#### [TEXT PASSAGE]
+ + +

Home Uncategorized Cybercrime rises as phishing hits 174% in Nigeria, 438% in Kenya

Cybercrime rises as phishing hits 174% in Nigeria, 438% in Kenya

Cybercrime rises as phishing hits 174% in Nigeria, 438% in Kenya

•Scammers target travelers seeking cheap flights

Menace of cybercrime in Africa sustained a huge rising profile in the first six months of the year with phishing and scams hitting 438 per cent and 174 per cent in Kenya and Nigeria respectively.

Kaspersky, which revealed this, in its new analysis yesterday, said attacks related to data loss threats (phishing and scams/social engineering) increased significantly in Africa in Q2 2022 in comparison with the previous quarter. Kaspersky says its security solutions detected 10,722,886 phishing attacks in Africa in Q2.

The report noted that this type of threat affected Kenyan users the most. During the period, there were 5,098,534 phishing attacks detected in three months, a growth of 438 per cent when compared to the previous quarter. It was followed by South Africa (4,578,216 detections and a growth of 144 per cent) and Nigeria (1,046,136 detections and a growth of 174 per cent).

Kaspersky said social engineering, which is sometimes called “human hacking” scams, are used in many ways, and for different purposes, to lure unwary users to the site and trick them into entering personal information. It stressed that the latter often includes financial credentials such as bank account passwords or payment card details, or login details for social media accounts. In the wrong hands, this opens doors to various malicious operations, such as money being stolen, or corporate networks being compromised.

+ + +

#### [PROBLEM REQUIREMENTS]
Please carry the article on rising phishing attacks in Africa forward, starting after its final sentence.

+ + +

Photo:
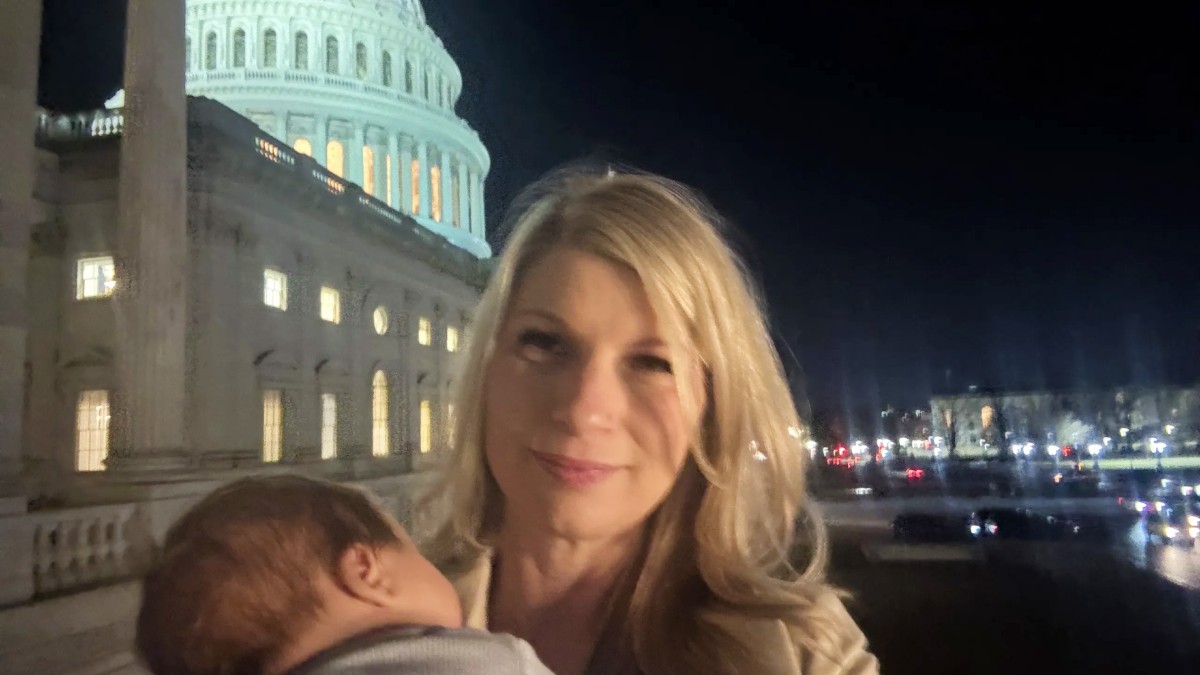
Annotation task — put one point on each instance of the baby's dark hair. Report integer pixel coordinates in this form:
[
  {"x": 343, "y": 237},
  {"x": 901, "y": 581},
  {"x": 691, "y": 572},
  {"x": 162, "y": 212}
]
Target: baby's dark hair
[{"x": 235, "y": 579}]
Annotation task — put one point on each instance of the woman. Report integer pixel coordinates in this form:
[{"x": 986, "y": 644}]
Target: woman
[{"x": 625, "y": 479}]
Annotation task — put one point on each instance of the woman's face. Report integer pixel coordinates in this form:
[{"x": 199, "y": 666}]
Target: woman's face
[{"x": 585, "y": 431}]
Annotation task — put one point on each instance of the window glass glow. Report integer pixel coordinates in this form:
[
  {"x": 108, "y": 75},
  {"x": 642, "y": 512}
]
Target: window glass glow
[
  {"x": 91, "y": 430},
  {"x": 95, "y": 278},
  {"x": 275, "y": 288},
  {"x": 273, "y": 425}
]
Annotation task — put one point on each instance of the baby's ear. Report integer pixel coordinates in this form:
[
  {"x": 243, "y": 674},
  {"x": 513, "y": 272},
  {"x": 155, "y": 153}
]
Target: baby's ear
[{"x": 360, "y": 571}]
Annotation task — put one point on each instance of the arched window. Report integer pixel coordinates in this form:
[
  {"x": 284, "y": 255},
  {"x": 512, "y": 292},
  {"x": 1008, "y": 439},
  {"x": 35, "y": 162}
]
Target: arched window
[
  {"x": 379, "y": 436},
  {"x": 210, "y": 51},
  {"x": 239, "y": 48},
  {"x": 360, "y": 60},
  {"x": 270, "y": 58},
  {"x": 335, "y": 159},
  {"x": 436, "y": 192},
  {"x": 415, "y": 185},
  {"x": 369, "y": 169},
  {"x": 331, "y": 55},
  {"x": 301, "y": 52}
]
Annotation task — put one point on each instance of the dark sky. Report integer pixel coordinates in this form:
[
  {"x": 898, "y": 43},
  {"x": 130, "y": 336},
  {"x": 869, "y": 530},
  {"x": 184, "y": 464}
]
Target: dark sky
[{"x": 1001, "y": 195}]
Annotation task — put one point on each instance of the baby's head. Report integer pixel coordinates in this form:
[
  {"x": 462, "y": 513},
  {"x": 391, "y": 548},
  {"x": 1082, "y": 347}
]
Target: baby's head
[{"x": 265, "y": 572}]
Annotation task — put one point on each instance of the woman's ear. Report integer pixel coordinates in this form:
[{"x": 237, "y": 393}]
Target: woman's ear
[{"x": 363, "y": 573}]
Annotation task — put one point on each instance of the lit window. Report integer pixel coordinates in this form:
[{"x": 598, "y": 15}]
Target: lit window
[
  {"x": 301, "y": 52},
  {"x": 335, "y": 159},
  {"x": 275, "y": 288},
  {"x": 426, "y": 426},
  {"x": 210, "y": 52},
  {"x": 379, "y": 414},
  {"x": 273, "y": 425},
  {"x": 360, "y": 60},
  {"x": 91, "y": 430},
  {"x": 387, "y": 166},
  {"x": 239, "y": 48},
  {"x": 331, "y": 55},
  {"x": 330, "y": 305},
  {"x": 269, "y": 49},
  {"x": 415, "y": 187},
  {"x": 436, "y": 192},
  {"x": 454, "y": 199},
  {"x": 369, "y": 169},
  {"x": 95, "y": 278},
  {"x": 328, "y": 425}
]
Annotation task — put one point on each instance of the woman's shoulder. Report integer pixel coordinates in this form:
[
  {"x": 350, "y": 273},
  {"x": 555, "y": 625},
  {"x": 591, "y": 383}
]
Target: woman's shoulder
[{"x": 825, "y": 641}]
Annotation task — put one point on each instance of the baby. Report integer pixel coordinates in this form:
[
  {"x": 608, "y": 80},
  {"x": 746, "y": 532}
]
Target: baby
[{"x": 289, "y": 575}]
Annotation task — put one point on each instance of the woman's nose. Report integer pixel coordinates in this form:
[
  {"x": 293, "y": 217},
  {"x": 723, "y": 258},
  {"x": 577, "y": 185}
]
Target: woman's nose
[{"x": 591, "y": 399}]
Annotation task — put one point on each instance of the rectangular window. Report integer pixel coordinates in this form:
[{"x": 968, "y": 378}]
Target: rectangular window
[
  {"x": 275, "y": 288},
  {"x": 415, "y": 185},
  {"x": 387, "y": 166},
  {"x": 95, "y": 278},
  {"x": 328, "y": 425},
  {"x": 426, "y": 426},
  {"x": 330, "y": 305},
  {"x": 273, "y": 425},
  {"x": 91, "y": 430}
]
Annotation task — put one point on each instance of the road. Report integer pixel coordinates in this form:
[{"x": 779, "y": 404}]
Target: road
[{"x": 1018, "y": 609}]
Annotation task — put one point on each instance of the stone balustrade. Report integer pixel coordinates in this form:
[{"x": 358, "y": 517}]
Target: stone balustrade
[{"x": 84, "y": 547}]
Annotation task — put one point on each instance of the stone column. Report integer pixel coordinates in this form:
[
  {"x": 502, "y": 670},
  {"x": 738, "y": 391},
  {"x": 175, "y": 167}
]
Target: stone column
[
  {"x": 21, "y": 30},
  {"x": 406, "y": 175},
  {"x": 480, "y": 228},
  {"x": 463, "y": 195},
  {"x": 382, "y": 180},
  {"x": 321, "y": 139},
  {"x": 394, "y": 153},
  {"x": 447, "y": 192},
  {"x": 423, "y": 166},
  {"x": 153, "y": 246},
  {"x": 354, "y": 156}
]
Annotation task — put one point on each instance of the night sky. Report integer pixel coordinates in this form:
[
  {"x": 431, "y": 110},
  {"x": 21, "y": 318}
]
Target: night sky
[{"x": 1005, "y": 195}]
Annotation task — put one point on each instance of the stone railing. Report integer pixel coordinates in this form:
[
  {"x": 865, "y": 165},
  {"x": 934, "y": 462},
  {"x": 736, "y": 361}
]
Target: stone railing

+ + +

#### [RESPONSE TO THE EXERCISE]
According to the security firm, phishing is a strong attack method because it is done at a large scale. It stressed that by sending massive waves of emails under the name of legitimate institutions or promoting fake pages, malicious users increase their chances of success in their hunt for innocent people’s credentials.

It explained that phishers deploy a variety of tricks to bypass email blocking and lure as many users as possible to their fraudulent sites, adding that a common technique is HTML attachments with partially or fully obfuscated code. It stressed that HTML files allow attackers to use scripts, obfuscate malicious content to make it harder to detect, and send phishing pages as attachments instead of links.

Kaspersky said while vacation season is high across the globe, scammers are trying to lure travelers, who are looking for interesting places to go, cheap places to stay and reasonably priced flights. Kaspersky researchers have observed intensified scamming activities, with numerous phishing pages distributed under the guise of airline and booking services. The number of attempts to open phishing pages related to booking and airline services in the first half of 2022 was 4,311 in the Middle East, Turkey and Africa (META) region.

Security Expert at Kaspersky, Mikhail Sytnik, said: “Planning a vacation is not easy. People can spend weeks, even months, looking for the perfect place to stay and the tickets to get them there. Fraudsters use this to lure users that have grown tired of searching for great deals. After two years of flight restrictions imposed by the pandemic, travelling is back. But so are travel scams – with intensified scamming activity targeting users through fake booking and rental services. Such attacks are totally preventable, which is why we urge users to be skeptical about overly generous offers. If an offer seems too good to be true, it probably is.”

To keep users protected from phishing and scams, Kaspersky experts recommended that people should carefully look at the address bar before entering any sensitive information, “such as your login details and password. If something is wrong with the URL (i.e., spelling, it doesn’t look like the original or it uses some special symbols instead of letters) don’t enter anything on the site. If in doubt, check the certificate of the site by clicking on the lock icon to the left of the URL.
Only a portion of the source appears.